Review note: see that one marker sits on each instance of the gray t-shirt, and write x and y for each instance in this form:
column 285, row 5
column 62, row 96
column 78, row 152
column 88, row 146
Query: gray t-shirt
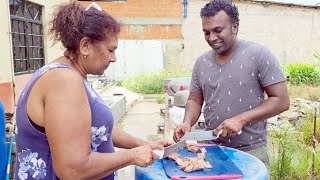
column 235, row 87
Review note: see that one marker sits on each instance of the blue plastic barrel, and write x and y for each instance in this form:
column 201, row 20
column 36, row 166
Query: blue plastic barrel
column 3, row 146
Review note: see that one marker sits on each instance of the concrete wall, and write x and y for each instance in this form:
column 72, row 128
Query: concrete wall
column 6, row 63
column 291, row 33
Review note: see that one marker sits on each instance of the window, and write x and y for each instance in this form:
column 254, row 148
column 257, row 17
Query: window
column 27, row 36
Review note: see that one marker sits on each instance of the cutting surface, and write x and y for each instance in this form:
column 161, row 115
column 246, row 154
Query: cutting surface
column 222, row 164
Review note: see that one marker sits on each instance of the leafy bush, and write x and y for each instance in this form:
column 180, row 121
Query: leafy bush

WRITTEN REQUEST -> Express the data above as a JSON list of strings, with one string for each line and no entries for blank lines. Leave the pictures out of the list.

OUTPUT FOR THIS TASK ->
[
  "Review note: see that one marker sits on each instance of the gray t-shirt, and write x and y for each instance in this form:",
  "column 285, row 5",
  "column 62, row 96",
  "column 78, row 152",
  "column 88, row 146",
  "Query: gray t-shirt",
  "column 235, row 87",
  "Review note: see that one marker sits on each instance of the blue plastic barrel, and write x and y for each instance in this form:",
  "column 201, row 20",
  "column 36, row 166",
  "Query: blue plastic barrel",
  "column 3, row 146",
  "Review note: see that one marker sits on each instance of the concrete wall, and write x and y for each instance in this form:",
  "column 72, row 128",
  "Query: concrete wall",
  "column 6, row 63",
  "column 291, row 33",
  "Review note: see that one marker sits on each instance of the window, and write x and y for each instance in this form:",
  "column 254, row 148",
  "column 257, row 17",
  "Query: window",
  "column 27, row 36",
  "Review note: see that one marker sits on each instance of the cutting surface, and write x and y for each instance in this form:",
  "column 161, row 115",
  "column 246, row 154",
  "Query: cutting surface",
  "column 222, row 164",
  "Review note: see that one marker sits on each instance of the leafy bush, and write x and y for each instance in this form:",
  "column 180, row 121",
  "Query: leafy bush"
]